Dataset entries:

+ + + + + + +

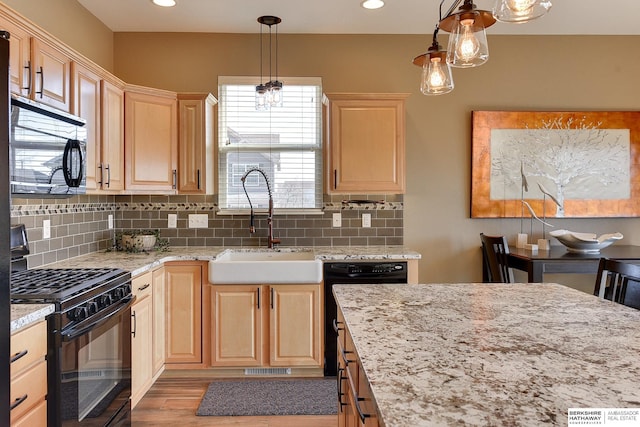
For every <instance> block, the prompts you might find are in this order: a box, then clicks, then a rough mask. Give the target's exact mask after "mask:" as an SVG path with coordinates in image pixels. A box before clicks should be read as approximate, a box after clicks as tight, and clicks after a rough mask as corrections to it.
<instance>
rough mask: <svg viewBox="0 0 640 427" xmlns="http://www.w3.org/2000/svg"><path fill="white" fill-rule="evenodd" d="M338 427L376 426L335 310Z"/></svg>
mask: <svg viewBox="0 0 640 427" xmlns="http://www.w3.org/2000/svg"><path fill="white" fill-rule="evenodd" d="M336 324H337V325H338V326H339V330H338V378H337V381H338V427H378V417H377V412H376V404H375V401H374V400H373V395H372V393H371V388H370V386H369V383H368V381H367V377H366V375H365V374H364V371H363V369H362V366H361V364H360V361H359V359H358V354H357V353H356V350H355V346H354V345H353V341H352V340H351V335H350V334H349V330H348V329H347V328H346V326H345V323H344V318H343V317H342V313H341V312H340V309H339V308H338V319H337V322H336Z"/></svg>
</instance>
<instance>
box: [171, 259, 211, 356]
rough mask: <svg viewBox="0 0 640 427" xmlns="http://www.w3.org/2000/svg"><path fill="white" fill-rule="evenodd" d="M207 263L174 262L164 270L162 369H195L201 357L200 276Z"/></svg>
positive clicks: (200, 288) (201, 316) (196, 262)
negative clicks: (164, 271) (164, 287)
mask: <svg viewBox="0 0 640 427" xmlns="http://www.w3.org/2000/svg"><path fill="white" fill-rule="evenodd" d="M206 266H207V263H206V262H204V263H203V262H176V263H166V264H165V266H164V271H165V273H164V279H165V283H164V286H165V294H164V295H165V298H166V300H165V306H166V313H165V337H164V338H165V366H166V367H167V368H168V369H171V368H189V367H196V366H193V365H195V364H201V363H202V362H203V357H202V319H203V317H202V274H203V271H207V270H206Z"/></svg>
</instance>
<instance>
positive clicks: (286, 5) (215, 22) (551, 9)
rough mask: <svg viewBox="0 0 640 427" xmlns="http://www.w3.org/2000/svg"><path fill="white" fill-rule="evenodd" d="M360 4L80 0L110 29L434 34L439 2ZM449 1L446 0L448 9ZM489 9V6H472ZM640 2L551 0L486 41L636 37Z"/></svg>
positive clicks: (638, 28) (352, 1)
mask: <svg viewBox="0 0 640 427" xmlns="http://www.w3.org/2000/svg"><path fill="white" fill-rule="evenodd" d="M360 1H361V0H315V1H314V0H176V2H177V3H178V4H177V6H175V7H172V8H162V7H158V6H155V5H153V4H152V3H151V0H108V1H106V0H78V2H79V3H80V4H82V5H83V6H84V7H85V8H87V9H88V10H89V11H90V12H91V13H92V14H93V15H95V16H96V17H98V18H99V19H100V20H101V21H102V22H104V23H105V24H106V25H107V26H108V27H109V28H110V29H111V30H113V31H116V32H120V31H143V32H147V31H152V32H213V33H258V32H260V24H258V23H257V21H256V19H257V18H258V17H259V16H262V15H275V16H279V17H280V18H282V23H281V24H280V25H278V31H279V32H280V33H294V34H295V33H316V34H431V33H432V32H433V29H434V27H435V24H436V23H437V22H438V16H439V14H438V9H439V4H440V0H385V3H386V5H385V6H384V7H383V8H382V9H378V10H366V9H364V8H362V7H361V6H360ZM451 3H452V1H451V0H445V4H444V6H443V8H444V9H447V8H448V7H449V5H451ZM475 4H476V5H477V6H478V8H479V9H485V10H491V8H492V7H493V0H476V1H475ZM638 16H640V1H638V0H606V1H604V0H555V1H554V5H553V7H552V8H551V11H550V13H549V14H547V15H546V16H544V17H542V18H540V19H538V20H536V21H532V22H530V23H527V24H503V23H497V24H496V25H494V26H493V27H491V28H490V30H489V33H490V34H578V35H582V34H612V35H616V34H619V35H640V23H639V22H638Z"/></svg>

+ + + + + + +

• What you should do: Put every line of the listing above into a Markdown table with the columns Row and Line, numbering the rows and skipping blank lines. Leave the pictures out of the table.

• Result of the exercise:
| Row | Line |
|---|---|
| 1 | For every <instance> block, the prompts you might find are in this order: a box, then clicks, then a rough mask. Give the target's exact mask after "mask:" as an SVG path with coordinates in image pixels. A box before clicks should be read as approximate, a box after clicks as tight, and clicks after a rough mask as corrections to it. |
| 2 | <instance> |
| 3 | rough mask: <svg viewBox="0 0 640 427" xmlns="http://www.w3.org/2000/svg"><path fill="white" fill-rule="evenodd" d="M338 427L376 426L335 310Z"/></svg> |
| 4 | mask: <svg viewBox="0 0 640 427" xmlns="http://www.w3.org/2000/svg"><path fill="white" fill-rule="evenodd" d="M336 324H337V325H338V326H339V330H338V378H337V381H338V427H378V417H377V412H376V404H375V401H374V400H373V395H372V393H371V388H370V386H369V383H368V381H367V377H366V375H365V374H364V371H363V369H362V366H361V364H360V361H359V359H358V354H357V353H356V350H355V346H354V345H353V341H352V340H351V335H350V334H349V330H348V329H347V328H346V326H345V323H344V318H343V317H342V313H341V312H340V309H339V308H338V319H337V322H336Z"/></svg> |
| 5 | </instance> |
| 6 | <instance> |
| 7 | box: [171, 259, 211, 356] |
| 8 | rough mask: <svg viewBox="0 0 640 427" xmlns="http://www.w3.org/2000/svg"><path fill="white" fill-rule="evenodd" d="M207 263L174 262L164 270L162 369H195L201 357L200 276Z"/></svg> |
| 9 | positive clicks: (200, 288) (201, 316) (196, 262) |
| 10 | negative clicks: (164, 271) (164, 287) |
| 11 | mask: <svg viewBox="0 0 640 427" xmlns="http://www.w3.org/2000/svg"><path fill="white" fill-rule="evenodd" d="M206 266H207V263H206V262H204V263H203V262H176V263H166V264H165V266H164V271H165V273H164V279H165V283H164V286H165V294H164V295H165V298H166V300H165V306H166V313H165V337H164V338H165V366H166V367H167V368H168V369H171V368H189V367H196V366H193V365H195V364H201V363H202V362H203V357H202V319H203V317H202V274H203V271H207V270H206Z"/></svg> |
| 12 | </instance> |
| 13 | <instance> |
| 14 | positive clicks: (286, 5) (215, 22) (551, 9) |
| 15 | rough mask: <svg viewBox="0 0 640 427" xmlns="http://www.w3.org/2000/svg"><path fill="white" fill-rule="evenodd" d="M360 4L80 0L110 29L434 34L439 2ZM449 1L446 0L448 9ZM489 9V6H472ZM640 2L551 0L486 41L636 37Z"/></svg> |
| 16 | positive clicks: (638, 28) (352, 1) |
| 17 | mask: <svg viewBox="0 0 640 427" xmlns="http://www.w3.org/2000/svg"><path fill="white" fill-rule="evenodd" d="M360 1H361V0H315V1H314V0H176V2H177V3H178V4H177V6H175V7H172V8H162V7H158V6H155V5H153V4H152V3H151V0H108V1H106V0H78V2H79V3H80V4H82V5H83V6H84V7H85V8H87V9H88V10H89V11H90V12H91V13H92V14H93V15H95V16H96V17H98V18H99V19H100V20H101V21H102V22H104V23H105V24H106V25H107V26H108V27H109V28H110V29H111V30H113V31H116V32H120V31H143V32H147V31H152V32H213V33H258V32H260V24H258V23H257V21H256V19H257V18H258V17H259V16H262V15H275V16H279V17H280V18H282V23H281V24H280V25H278V31H279V32H280V33H294V34H295V33H316V34H431V33H432V32H433V29H434V27H435V24H436V23H437V22H438V16H439V14H438V9H439V4H440V0H385V3H386V5H385V6H384V7H383V8H382V9H378V10H366V9H364V8H362V7H361V6H360ZM451 3H452V1H451V0H445V4H444V6H443V8H444V9H447V8H448V7H449V5H451ZM475 4H476V5H477V6H478V8H479V9H485V10H491V8H492V7H493V0H476V1H475ZM638 16H640V1H638V0H606V1H604V0H555V1H554V5H553V7H552V8H551V11H550V13H549V14H547V15H546V16H544V17H542V18H540V19H538V20H536V21H532V22H530V23H527V24H503V23H497V24H496V25H494V26H493V27H491V28H490V30H489V33H490V34H578V35H582V34H612V35H616V34H619V35H640V23H639V22H638Z"/></svg> |